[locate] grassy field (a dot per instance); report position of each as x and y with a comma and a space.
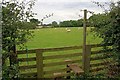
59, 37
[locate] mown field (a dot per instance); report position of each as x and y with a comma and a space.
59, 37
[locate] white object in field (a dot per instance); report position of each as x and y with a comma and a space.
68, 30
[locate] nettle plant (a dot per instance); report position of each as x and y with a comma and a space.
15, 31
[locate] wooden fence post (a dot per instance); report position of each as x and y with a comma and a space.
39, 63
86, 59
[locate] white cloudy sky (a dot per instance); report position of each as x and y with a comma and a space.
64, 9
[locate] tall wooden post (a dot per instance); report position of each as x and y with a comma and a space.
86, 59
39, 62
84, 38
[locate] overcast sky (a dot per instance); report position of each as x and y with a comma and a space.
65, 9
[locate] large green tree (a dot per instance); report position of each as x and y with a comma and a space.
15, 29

============

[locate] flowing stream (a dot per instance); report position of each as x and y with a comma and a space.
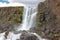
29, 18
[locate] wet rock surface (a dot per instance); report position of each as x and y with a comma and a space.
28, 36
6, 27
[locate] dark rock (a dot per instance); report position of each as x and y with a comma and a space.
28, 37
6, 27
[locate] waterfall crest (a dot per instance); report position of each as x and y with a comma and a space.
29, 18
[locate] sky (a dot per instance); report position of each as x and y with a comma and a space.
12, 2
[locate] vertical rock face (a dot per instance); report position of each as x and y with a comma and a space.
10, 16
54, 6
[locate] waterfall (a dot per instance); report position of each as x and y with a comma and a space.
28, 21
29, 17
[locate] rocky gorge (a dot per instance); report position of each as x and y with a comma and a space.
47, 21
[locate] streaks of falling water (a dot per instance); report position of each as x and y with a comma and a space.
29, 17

============

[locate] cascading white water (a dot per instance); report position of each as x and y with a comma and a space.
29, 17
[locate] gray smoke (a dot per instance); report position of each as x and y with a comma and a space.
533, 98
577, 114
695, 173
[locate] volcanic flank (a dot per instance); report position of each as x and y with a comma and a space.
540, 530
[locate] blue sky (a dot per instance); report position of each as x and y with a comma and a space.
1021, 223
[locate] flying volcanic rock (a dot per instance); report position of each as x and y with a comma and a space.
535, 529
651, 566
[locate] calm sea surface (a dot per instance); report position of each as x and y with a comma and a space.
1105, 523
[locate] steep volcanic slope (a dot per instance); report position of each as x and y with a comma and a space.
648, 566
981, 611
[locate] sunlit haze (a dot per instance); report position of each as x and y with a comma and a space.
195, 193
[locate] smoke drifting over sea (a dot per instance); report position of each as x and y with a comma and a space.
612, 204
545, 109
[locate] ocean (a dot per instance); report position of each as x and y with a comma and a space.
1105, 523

============

#### [Task objective]
From the material above, copy out every line that contains the string "post". Matching is case-sensitive.

#### [Worked solution]
[locate] wooden fence post (a dot per instance); report position of each as x and y with a comma and a space.
[locate] tall wooden post (a dot per instance); report position of each as x and y with a comma and a space.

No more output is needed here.